What you need to do
Copy the listing below from the line containing "of the court" through its end, both lines included, leaving the requests and their sample coordinates unchanged. Scale every answer coordinate by 1.9, rounding to whole numbers with halves rounded up.

Material for this exercise
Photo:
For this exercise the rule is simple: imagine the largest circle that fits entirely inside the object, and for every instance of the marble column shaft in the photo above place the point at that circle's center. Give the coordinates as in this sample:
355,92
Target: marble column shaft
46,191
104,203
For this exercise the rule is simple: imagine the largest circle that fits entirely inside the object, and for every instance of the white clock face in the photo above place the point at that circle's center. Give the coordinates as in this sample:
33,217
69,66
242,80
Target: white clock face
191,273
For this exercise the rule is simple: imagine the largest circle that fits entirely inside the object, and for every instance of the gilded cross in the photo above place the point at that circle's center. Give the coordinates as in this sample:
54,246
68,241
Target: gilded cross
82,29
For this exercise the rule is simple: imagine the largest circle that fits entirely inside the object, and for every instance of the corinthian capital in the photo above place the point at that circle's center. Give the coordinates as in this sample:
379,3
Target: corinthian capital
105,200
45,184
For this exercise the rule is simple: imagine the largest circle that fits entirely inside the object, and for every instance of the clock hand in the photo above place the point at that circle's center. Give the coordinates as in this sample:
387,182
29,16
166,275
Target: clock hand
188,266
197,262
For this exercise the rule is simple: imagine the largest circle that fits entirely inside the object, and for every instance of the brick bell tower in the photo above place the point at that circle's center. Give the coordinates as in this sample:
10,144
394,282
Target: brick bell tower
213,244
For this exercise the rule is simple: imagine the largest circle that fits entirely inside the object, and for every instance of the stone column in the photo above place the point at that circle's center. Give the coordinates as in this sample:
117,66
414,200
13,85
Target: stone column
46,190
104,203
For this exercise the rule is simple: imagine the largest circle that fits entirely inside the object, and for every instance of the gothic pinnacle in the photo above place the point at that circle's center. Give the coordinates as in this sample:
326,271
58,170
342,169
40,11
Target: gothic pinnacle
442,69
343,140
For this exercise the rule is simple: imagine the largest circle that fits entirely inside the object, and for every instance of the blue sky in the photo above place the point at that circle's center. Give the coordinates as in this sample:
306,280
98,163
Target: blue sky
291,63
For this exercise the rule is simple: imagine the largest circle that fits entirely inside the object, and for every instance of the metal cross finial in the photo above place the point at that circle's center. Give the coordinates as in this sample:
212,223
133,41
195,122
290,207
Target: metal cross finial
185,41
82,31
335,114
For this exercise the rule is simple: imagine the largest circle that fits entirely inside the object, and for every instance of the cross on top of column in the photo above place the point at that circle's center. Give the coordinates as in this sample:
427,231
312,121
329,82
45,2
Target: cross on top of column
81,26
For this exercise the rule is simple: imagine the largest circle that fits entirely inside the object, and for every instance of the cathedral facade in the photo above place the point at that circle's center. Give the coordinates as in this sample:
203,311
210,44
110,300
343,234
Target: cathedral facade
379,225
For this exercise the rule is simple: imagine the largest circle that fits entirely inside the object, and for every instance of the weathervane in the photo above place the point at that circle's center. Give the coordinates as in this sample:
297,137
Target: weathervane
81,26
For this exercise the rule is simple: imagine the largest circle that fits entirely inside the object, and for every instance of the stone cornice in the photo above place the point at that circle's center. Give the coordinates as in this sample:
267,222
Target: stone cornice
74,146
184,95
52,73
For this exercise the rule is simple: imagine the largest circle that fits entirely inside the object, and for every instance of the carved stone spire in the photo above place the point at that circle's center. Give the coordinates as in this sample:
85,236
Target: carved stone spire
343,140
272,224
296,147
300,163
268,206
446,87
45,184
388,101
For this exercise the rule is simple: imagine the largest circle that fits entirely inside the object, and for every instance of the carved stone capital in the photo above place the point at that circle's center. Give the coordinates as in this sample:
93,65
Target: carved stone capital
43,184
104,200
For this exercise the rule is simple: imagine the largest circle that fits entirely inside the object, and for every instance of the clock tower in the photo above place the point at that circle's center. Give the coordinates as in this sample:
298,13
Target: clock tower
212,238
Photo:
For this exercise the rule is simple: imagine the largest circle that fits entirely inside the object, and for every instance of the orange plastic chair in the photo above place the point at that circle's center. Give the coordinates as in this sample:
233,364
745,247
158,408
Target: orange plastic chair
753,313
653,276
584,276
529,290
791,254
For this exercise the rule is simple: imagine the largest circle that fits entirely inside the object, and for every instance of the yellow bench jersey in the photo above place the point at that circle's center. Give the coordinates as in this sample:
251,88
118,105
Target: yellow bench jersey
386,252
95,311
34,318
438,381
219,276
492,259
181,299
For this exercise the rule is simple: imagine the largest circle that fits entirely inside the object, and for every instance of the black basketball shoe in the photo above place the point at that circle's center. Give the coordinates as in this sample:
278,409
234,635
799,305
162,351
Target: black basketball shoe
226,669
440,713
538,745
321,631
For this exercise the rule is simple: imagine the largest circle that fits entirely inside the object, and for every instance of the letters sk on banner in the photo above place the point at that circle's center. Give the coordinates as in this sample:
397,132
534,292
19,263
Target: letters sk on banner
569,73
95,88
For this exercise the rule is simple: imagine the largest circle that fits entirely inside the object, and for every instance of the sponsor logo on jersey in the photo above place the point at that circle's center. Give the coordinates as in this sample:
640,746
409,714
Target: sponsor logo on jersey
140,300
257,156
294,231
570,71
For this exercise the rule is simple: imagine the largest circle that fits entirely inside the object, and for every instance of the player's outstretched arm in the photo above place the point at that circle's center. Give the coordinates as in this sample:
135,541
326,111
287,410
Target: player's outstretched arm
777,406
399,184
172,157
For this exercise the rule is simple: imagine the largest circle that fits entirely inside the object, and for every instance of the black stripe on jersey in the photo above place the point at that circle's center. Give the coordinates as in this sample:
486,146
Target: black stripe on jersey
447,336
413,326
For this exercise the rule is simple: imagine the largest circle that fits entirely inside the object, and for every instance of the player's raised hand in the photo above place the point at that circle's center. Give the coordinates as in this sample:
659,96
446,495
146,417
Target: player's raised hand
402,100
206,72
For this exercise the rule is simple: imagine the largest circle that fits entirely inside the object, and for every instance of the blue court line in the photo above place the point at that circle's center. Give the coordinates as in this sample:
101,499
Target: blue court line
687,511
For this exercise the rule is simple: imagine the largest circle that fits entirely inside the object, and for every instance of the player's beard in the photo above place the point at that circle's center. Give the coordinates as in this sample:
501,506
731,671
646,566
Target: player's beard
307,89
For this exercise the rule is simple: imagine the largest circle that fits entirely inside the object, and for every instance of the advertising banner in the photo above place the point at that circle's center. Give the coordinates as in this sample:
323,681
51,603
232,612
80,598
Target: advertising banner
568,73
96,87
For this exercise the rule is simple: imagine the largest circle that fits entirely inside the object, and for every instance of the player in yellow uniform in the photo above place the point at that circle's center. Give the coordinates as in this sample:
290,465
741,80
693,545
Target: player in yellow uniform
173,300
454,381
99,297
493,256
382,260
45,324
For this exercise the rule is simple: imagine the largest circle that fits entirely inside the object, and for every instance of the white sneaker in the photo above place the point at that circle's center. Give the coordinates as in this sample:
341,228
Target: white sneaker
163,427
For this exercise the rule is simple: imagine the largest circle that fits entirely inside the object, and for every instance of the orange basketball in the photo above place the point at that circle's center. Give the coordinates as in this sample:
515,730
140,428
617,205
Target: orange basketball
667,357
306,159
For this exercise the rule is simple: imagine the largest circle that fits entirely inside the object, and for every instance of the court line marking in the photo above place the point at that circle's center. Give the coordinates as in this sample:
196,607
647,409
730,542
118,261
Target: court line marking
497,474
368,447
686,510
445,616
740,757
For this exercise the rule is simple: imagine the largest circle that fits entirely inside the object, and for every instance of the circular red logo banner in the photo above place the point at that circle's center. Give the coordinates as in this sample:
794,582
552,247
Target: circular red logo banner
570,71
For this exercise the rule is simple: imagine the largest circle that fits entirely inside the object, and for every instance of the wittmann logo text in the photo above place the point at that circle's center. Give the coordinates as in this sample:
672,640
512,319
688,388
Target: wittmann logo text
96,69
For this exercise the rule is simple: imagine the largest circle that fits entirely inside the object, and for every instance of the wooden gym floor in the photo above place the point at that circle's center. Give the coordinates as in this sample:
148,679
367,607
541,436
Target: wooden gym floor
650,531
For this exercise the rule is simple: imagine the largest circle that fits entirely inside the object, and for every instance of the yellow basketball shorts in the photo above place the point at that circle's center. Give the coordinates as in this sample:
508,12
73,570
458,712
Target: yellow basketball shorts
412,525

Solution to this exercise
For this exercise the rule is simple: imagine the largest circle that fits entirely inside the object, and for every instance of the court line marking in the photo above place the point at that circle's center. Give the coordinates as in this sample:
196,607
647,409
730,542
118,261
Target: court line marking
944,901
699,849
1303,969
846,1170
1406,1438
For this exercise the rule is simple: imagine the largest circle that fits entirely inside the object, and for every instance of the circular red logo banner in the photo above place the point at that circle's center. Give the coordinates as in this sample:
794,582
552,247
Target: circular red logo banner
1083,135
For this exercise the rule is simple: imagine the largest circle that fits entirely inside the object, and for every instance of the wittmann logo text in the photo above place the point at that circle's center. Give the coordinates as in this sample:
672,640
512,319
688,388
Target: wittmann logo text
182,131
For this exercise the rule is simple: imagine the largest circle that fits entirely inside the object, and for every instance of the wooden gym floor in the photo above place the point at that circle's center. Give the coordinates as in this sample:
148,679
367,607
541,436
Target: wooden gym floor
1235,1009
For this exercise the rule is simple: imagine the largest circle that fits entirely inside the object, and for every instance of the yellow basketball shorts in the photo above place the point at that circle's center. Give the coordinates as in this sample:
508,12
73,570
458,712
Target: yellow basketball shorts
783,998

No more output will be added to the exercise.